[Photo-based referring expression data]
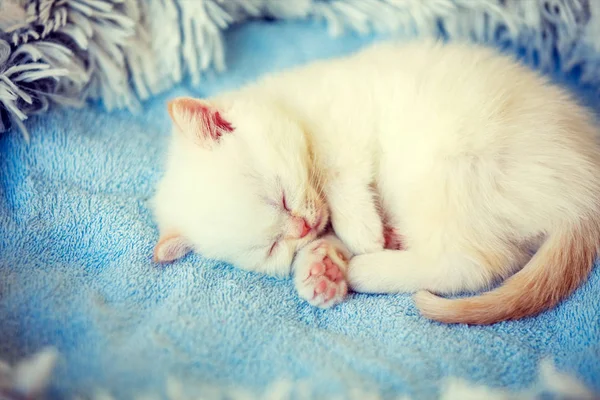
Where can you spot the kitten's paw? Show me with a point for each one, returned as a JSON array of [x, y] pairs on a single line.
[[320, 272], [362, 234]]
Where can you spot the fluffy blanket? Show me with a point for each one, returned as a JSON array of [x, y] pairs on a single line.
[[76, 274], [124, 51]]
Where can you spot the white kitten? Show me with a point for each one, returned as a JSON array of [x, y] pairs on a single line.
[[472, 156]]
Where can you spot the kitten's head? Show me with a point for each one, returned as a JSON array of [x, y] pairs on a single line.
[[239, 185]]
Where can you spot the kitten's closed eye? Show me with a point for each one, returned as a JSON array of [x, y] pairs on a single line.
[[284, 203]]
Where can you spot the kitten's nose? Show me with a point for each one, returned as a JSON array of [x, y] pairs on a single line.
[[305, 229]]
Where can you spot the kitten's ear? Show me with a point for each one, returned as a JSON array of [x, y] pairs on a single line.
[[199, 120], [170, 248]]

> [YOUR GOAL] Every line from the one containing "Where can you spot the kitten's closed" through the last line of the entries above must be output exactly. Leave the rest out.

> [TASK RESPONSE]
Where can you spot the kitten's closed eye? Show me with a point for each one, returned as a JSON array of [x, y] pairs on a single line.
[[284, 203]]
Where can you spot the kitten's nose? Show me with a point for each one, returned as a JSON array of [x, y] pairs on a single line.
[[305, 229]]
Where can you spot the kitten's ear? Show me with a point for each one, returned as a JSON array of [x, y] pairs on a single line.
[[199, 120], [170, 248]]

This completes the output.